» WHAT YOU SHOULD DO: Put the lines of the records below into a numbered list, starting at the line that contains "the groom's neck" and ending at the line that contains "pixel 640 171", with any blank lines left out.

» DATASET CONTENT:
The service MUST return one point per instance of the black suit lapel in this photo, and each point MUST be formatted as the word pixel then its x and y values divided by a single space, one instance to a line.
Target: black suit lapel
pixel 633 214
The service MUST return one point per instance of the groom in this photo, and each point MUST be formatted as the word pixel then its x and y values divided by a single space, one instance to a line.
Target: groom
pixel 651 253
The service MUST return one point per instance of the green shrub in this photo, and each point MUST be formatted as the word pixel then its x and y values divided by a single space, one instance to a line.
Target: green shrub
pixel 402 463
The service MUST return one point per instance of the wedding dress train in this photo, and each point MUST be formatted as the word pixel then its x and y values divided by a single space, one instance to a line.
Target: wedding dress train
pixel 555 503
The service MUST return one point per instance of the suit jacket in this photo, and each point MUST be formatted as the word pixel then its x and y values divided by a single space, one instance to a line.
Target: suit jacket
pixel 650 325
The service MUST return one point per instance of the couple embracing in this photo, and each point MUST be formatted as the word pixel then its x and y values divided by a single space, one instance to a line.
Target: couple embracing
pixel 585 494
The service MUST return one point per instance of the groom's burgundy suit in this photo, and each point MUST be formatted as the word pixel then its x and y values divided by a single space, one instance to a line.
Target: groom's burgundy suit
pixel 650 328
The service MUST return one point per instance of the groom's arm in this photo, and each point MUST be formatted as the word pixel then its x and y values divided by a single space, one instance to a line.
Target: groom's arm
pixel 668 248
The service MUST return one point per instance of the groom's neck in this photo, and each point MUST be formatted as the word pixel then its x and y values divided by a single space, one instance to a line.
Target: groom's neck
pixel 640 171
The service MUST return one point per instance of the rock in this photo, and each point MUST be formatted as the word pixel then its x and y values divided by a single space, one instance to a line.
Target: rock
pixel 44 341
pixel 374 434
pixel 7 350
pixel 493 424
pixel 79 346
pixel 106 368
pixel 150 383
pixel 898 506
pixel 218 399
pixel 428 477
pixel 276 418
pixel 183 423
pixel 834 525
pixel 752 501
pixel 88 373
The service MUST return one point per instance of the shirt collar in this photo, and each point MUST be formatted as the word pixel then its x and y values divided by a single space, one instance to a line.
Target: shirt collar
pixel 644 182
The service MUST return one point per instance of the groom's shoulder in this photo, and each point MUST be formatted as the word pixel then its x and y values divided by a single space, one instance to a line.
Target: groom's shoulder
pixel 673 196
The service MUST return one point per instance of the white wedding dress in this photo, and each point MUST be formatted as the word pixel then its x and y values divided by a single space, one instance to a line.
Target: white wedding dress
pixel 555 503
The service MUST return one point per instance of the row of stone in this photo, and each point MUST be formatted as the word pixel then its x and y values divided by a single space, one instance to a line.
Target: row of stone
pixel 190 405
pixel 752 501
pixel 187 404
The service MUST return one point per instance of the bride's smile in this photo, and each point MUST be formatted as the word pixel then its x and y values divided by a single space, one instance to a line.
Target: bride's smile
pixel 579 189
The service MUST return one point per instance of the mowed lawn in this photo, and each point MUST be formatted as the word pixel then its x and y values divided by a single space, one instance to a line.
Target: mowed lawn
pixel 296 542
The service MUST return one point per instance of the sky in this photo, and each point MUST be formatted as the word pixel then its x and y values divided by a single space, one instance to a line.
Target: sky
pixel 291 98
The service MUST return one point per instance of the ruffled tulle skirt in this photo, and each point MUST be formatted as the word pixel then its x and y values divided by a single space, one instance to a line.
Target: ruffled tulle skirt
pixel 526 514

» ANSWER:
1. The service MUST return one point per instance of the groom's neck in this photo, and each point MUST be formatted as the word pixel then its x and y values divided by a single space, one instance to a line.
2. Target: groom's neck
3. pixel 640 171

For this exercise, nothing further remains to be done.